[Items from a data source]
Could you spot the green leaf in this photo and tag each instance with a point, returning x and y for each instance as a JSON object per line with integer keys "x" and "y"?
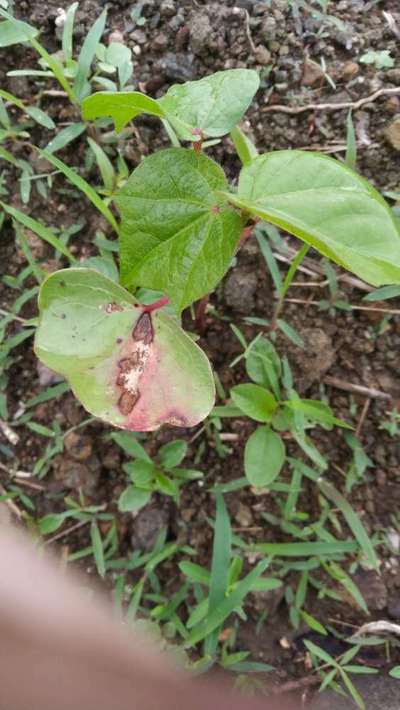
{"x": 195, "y": 573}
{"x": 173, "y": 453}
{"x": 328, "y": 206}
{"x": 213, "y": 105}
{"x": 132, "y": 499}
{"x": 220, "y": 565}
{"x": 15, "y": 32}
{"x": 133, "y": 369}
{"x": 316, "y": 410}
{"x": 382, "y": 294}
{"x": 254, "y": 401}
{"x": 122, "y": 106}
{"x": 352, "y": 520}
{"x": 172, "y": 218}
{"x": 218, "y": 616}
{"x": 264, "y": 456}
{"x": 244, "y": 147}
{"x": 305, "y": 549}
{"x": 319, "y": 653}
{"x": 263, "y": 364}
{"x": 104, "y": 164}
{"x": 141, "y": 472}
{"x": 395, "y": 672}
{"x": 64, "y": 137}
{"x": 313, "y": 623}
{"x": 87, "y": 54}
{"x": 68, "y": 28}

THE REQUEST -
Copy out every line of the material above exactly, skipping the pictures.

SOLVED PROBLEM -
Could you spot the green leaf in this photo and tag each instance with a point, returning x and y for each instance as a JSON object per line with integer keys "x" and "y"?
{"x": 195, "y": 573}
{"x": 173, "y": 453}
{"x": 328, "y": 206}
{"x": 213, "y": 105}
{"x": 132, "y": 499}
{"x": 220, "y": 565}
{"x": 15, "y": 32}
{"x": 133, "y": 369}
{"x": 316, "y": 410}
{"x": 382, "y": 294}
{"x": 254, "y": 401}
{"x": 122, "y": 106}
{"x": 352, "y": 520}
{"x": 172, "y": 218}
{"x": 218, "y": 616}
{"x": 264, "y": 456}
{"x": 244, "y": 147}
{"x": 305, "y": 549}
{"x": 319, "y": 653}
{"x": 263, "y": 364}
{"x": 104, "y": 164}
{"x": 141, "y": 472}
{"x": 395, "y": 672}
{"x": 64, "y": 137}
{"x": 313, "y": 623}
{"x": 87, "y": 54}
{"x": 68, "y": 28}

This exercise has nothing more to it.